## Exercise objective
Change "dirt path" to "muddy trail" in the part of the entries that opens with the line containing "Where can the dirt" and closes with the end of the entries. Write those lines out again, leaving everything else as it is.

Excerpts of pointing data
********

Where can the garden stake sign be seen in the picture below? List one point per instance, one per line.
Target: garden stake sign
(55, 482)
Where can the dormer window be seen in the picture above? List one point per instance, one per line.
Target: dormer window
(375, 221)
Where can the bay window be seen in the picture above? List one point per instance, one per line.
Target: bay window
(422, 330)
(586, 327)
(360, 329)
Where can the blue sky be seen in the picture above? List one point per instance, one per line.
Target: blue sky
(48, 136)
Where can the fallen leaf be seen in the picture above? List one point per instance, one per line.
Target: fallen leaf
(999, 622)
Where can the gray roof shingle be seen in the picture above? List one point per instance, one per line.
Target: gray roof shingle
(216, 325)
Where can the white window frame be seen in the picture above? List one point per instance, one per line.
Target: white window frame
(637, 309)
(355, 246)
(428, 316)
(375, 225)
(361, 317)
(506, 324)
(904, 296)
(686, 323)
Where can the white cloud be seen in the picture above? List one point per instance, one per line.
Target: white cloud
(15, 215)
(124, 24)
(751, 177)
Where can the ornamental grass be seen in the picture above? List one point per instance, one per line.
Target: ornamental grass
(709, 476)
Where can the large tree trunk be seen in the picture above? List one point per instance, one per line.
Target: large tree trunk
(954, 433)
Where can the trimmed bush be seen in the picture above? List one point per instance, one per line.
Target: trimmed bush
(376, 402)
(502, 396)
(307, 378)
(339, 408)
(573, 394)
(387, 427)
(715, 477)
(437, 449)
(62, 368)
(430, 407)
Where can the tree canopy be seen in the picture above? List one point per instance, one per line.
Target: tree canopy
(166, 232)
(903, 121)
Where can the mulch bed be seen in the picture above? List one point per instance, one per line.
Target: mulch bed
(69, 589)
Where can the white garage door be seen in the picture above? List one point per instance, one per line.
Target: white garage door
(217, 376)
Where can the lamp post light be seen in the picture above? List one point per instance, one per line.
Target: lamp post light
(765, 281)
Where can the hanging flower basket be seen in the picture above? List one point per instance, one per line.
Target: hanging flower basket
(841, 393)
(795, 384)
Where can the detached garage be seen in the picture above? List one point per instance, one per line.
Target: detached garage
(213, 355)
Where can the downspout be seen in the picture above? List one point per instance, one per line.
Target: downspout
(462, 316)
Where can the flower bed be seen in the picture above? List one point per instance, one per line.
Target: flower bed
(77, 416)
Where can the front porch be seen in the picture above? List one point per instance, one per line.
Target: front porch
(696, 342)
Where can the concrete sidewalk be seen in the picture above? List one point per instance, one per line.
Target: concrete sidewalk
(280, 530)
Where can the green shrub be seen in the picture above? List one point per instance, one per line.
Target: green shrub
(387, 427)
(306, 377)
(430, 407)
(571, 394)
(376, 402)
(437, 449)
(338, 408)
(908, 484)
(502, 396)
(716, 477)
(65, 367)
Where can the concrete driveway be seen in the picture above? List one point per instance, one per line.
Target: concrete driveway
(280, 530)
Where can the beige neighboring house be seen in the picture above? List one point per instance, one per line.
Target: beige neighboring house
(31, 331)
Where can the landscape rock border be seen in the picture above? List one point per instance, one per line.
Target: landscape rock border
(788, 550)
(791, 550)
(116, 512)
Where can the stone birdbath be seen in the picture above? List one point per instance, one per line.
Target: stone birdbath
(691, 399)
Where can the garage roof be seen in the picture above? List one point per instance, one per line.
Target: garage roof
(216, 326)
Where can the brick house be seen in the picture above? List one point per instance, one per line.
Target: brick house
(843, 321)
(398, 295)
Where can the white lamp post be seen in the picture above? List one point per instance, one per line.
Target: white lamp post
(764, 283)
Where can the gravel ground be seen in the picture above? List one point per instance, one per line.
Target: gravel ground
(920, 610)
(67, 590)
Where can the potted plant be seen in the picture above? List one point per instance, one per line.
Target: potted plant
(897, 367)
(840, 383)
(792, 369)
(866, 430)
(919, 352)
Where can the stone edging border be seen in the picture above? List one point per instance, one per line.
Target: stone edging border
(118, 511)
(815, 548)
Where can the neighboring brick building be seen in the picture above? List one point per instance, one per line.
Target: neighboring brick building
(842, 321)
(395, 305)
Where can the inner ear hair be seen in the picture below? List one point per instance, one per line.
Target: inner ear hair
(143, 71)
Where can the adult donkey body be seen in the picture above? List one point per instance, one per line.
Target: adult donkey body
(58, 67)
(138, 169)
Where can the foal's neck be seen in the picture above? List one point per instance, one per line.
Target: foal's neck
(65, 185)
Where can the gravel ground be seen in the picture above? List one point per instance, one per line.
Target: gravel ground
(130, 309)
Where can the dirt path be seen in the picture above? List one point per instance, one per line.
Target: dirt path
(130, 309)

********

## Task result
Where can the muddy trail be seen in the picture above? List one point per instance, one per line.
Target: muddy trail
(130, 309)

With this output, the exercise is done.